AVAILABLE DATA →
|---|
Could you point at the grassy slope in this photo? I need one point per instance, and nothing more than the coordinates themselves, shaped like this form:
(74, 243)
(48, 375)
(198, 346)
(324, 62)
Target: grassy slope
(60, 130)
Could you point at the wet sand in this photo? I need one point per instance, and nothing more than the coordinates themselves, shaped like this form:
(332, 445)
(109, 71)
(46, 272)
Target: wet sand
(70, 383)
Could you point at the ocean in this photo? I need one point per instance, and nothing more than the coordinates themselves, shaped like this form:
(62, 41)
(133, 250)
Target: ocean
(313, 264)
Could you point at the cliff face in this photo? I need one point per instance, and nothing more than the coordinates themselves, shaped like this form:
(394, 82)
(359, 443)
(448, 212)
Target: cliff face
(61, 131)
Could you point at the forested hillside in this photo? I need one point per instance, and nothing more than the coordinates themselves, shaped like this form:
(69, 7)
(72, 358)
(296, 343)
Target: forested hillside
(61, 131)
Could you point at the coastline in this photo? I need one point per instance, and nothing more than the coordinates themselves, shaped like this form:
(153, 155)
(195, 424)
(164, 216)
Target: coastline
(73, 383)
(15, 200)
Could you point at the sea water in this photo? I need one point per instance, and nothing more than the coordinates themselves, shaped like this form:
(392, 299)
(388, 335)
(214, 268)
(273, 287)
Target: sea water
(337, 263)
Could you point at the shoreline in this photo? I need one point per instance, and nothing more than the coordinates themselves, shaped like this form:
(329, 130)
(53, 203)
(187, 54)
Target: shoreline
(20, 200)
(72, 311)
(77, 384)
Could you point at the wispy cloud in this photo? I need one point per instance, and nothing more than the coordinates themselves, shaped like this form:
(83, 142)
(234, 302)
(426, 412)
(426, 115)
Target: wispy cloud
|---|
EXERCISE GOAL →
Lines from the start of the material above through the line containing "Could you point at the coastline" are to be duplicated exactly, and only those.

SOLVED PROBLEM →
Could you point at the grassy slope in this photo? I need one point per instance, and nothing more than the coordinates themselves, shaped like this form:
(74, 243)
(48, 375)
(198, 346)
(324, 62)
Target: grassy slope
(60, 130)
Could you point at the wet sand in this photo? I need one point per instance, and nothing more than the coordinates themselves, shaped like this form:
(332, 445)
(109, 71)
(46, 272)
Target: wet sand
(70, 383)
Could you point at the ocean in this photo? I need one point per instance, and nothing more than the coordinates themselves, shaped like this form:
(62, 41)
(133, 250)
Target: ocean
(313, 264)
Could you point at the cliff face in this photo? I need one point per instance, and nothing more than the coordinates themselves, shaped like this form:
(394, 82)
(359, 443)
(448, 212)
Target: cliff face
(61, 131)
Could you point at the forested hillside in this photo? I need one point per instance, and nothing more than the coordinates themselves, shaped like this form:
(69, 7)
(72, 358)
(296, 343)
Target: forested hillside
(61, 131)
Could you point at the coastline in this photo? I need one point per instance, and nothing more than the coordinates themselves, shaped like this form:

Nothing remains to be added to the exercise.